[START]
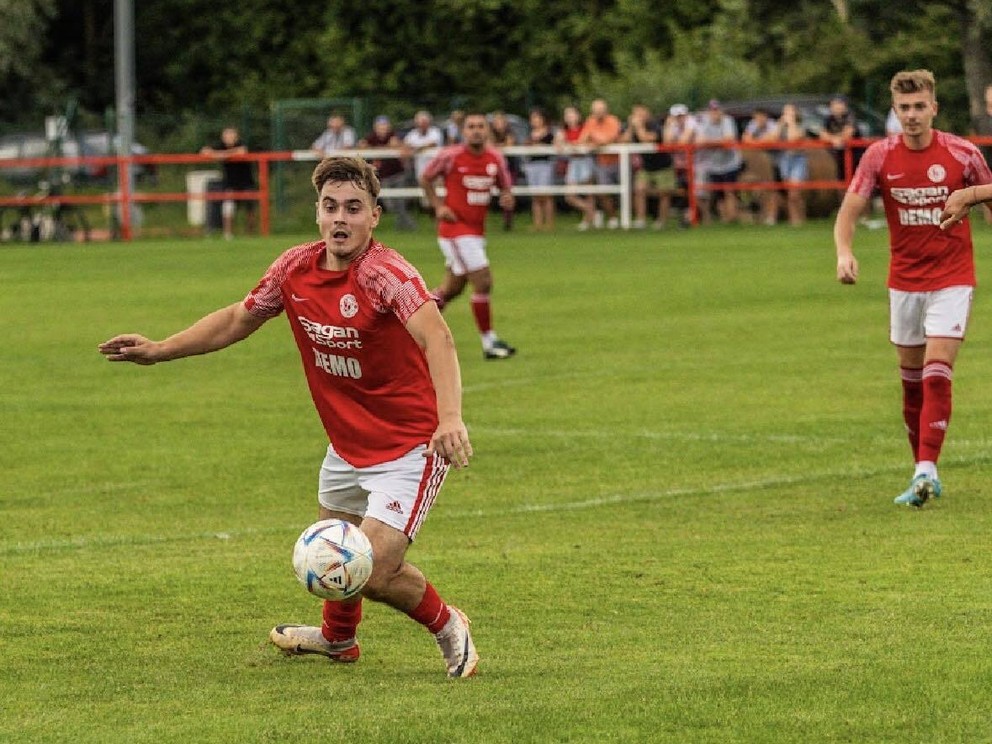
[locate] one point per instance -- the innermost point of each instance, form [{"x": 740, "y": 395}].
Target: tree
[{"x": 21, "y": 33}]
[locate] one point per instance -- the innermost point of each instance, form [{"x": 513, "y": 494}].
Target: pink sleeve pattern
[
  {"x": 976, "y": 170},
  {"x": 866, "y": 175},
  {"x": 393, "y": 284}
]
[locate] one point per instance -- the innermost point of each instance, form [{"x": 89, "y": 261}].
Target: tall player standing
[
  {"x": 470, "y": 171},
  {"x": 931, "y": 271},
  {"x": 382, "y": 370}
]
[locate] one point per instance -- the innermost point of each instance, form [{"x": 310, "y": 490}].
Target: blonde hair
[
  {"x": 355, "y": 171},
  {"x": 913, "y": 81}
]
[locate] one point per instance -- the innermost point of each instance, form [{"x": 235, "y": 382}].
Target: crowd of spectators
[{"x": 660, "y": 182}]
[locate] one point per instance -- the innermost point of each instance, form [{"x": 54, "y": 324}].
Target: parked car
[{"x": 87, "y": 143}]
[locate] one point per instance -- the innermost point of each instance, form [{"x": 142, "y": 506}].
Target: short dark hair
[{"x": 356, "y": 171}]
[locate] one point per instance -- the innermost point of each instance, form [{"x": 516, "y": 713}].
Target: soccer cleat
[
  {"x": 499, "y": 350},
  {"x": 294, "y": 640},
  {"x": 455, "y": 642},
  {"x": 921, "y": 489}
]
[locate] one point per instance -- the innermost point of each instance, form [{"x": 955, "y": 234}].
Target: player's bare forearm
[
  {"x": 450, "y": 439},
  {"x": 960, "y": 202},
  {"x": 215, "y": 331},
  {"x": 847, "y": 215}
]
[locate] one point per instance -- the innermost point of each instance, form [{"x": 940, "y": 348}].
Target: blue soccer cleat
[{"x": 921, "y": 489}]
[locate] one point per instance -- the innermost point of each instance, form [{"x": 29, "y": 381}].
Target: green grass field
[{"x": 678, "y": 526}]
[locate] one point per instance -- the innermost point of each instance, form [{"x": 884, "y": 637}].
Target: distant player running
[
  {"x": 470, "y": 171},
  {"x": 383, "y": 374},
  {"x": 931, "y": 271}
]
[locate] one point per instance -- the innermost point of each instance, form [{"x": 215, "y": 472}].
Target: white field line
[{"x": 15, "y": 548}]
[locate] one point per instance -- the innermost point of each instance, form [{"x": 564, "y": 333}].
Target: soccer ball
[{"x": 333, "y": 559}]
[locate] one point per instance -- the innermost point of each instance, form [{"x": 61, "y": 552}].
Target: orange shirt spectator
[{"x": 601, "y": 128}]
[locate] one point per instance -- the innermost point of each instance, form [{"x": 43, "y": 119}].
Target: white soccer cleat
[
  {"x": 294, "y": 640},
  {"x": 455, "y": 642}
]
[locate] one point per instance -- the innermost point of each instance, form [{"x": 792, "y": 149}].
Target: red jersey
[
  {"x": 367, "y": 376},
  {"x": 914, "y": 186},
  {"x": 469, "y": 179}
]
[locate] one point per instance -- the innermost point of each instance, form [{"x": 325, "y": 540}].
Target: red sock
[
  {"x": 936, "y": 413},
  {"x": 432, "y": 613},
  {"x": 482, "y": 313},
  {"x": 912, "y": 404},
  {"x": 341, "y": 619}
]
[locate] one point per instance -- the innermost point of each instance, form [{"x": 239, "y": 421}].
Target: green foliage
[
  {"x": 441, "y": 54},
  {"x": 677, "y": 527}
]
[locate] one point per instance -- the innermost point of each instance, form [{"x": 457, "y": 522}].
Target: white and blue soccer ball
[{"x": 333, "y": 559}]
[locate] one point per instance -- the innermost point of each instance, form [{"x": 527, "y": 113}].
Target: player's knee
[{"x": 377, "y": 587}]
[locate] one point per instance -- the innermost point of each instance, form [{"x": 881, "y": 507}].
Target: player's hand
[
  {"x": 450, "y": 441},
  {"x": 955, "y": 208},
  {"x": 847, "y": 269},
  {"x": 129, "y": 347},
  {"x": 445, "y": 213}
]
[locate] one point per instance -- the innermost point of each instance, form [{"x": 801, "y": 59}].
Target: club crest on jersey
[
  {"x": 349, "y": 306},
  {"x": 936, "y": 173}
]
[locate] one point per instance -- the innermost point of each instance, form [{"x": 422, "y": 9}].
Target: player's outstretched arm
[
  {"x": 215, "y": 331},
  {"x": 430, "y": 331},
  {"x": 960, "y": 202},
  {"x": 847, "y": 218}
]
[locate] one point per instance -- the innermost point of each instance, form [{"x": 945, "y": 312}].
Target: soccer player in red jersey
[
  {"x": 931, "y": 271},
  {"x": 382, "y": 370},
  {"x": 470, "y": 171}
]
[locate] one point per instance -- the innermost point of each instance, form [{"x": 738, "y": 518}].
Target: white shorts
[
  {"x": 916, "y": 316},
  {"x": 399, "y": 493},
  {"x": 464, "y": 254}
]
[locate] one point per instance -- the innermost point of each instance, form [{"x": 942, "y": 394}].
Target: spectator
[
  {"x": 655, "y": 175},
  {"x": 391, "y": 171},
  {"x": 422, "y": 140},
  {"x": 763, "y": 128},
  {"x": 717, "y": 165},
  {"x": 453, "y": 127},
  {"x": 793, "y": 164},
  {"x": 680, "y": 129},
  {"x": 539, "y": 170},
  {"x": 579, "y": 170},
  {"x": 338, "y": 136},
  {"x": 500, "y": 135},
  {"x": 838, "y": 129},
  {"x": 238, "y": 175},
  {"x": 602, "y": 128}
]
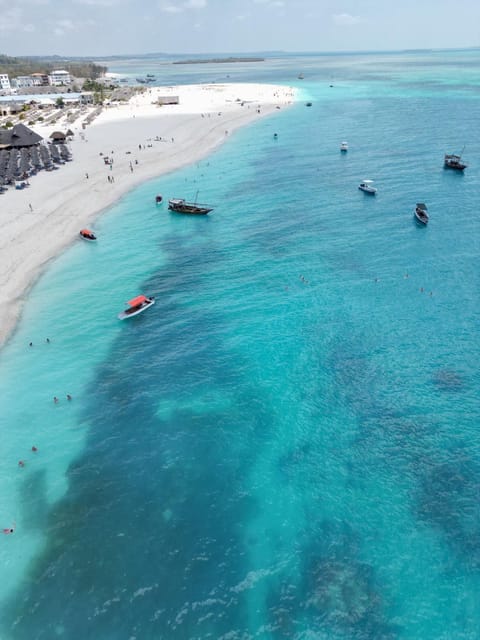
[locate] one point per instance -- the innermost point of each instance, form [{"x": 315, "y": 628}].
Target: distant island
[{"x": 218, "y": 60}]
[END]
[START]
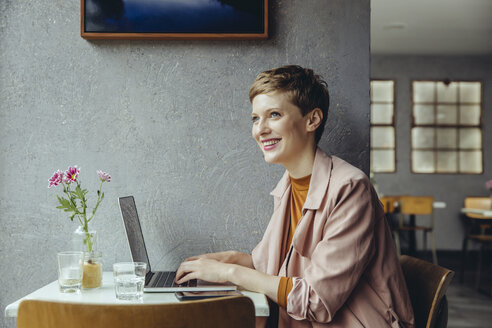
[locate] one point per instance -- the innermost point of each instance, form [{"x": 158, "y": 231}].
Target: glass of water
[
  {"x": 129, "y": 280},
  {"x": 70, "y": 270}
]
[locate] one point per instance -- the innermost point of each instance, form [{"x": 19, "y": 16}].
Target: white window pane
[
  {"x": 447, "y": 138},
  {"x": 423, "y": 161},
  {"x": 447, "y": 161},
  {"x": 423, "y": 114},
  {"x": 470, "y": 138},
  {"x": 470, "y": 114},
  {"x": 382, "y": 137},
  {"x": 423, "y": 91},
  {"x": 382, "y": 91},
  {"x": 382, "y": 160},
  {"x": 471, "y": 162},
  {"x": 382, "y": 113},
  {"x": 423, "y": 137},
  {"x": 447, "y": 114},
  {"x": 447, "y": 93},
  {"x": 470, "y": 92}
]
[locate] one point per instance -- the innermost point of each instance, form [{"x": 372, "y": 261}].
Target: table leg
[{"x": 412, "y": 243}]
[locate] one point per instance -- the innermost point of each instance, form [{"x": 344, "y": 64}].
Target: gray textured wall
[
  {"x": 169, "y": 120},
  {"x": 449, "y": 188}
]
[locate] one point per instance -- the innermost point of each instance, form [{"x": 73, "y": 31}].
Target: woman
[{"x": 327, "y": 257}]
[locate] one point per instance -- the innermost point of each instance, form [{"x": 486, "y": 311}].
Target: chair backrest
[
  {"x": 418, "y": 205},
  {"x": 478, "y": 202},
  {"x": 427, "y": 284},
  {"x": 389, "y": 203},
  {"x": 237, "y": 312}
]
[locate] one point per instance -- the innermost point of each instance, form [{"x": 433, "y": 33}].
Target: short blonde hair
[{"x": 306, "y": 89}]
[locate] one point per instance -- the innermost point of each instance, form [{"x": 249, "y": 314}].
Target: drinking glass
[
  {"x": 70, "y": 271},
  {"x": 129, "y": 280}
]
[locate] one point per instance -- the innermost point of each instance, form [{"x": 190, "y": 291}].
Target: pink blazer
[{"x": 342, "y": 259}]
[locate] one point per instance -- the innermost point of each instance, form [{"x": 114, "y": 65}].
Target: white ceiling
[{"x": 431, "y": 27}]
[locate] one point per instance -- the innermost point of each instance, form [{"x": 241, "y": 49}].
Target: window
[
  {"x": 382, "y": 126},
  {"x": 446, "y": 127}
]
[END]
[START]
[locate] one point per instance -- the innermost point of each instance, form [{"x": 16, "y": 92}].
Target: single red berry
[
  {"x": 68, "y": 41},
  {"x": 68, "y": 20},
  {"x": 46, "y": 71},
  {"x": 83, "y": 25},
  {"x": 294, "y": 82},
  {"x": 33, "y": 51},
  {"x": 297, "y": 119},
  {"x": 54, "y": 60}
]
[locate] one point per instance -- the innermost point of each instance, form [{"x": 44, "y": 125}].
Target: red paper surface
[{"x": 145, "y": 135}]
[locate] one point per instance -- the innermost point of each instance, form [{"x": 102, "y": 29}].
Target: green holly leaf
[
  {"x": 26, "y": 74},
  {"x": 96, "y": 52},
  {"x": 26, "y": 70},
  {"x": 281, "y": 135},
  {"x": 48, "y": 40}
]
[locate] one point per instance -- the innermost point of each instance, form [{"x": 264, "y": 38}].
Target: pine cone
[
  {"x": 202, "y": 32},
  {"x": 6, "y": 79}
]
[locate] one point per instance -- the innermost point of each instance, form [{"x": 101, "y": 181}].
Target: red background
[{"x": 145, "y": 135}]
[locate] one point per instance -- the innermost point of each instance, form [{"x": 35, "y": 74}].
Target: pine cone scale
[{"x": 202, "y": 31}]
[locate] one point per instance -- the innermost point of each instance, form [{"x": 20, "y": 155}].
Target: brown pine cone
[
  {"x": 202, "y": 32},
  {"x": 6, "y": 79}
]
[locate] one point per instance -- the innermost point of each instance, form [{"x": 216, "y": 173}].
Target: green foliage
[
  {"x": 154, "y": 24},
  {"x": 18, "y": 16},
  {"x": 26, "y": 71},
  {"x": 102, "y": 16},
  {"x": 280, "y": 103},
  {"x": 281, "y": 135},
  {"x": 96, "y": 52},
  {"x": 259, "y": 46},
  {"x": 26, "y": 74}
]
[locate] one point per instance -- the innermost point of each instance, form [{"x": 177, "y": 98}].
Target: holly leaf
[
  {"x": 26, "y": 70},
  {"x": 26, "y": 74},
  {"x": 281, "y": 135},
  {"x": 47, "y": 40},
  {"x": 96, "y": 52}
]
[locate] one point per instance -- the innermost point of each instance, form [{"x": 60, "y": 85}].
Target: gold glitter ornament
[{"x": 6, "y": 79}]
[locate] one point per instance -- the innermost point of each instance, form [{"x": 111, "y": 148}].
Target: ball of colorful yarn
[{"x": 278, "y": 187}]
[END]
Aim » Extract from the data above every line containing the word "distant" and copy each line unchanged.

Result of the exercise »
Target: distant player running
Target: distant island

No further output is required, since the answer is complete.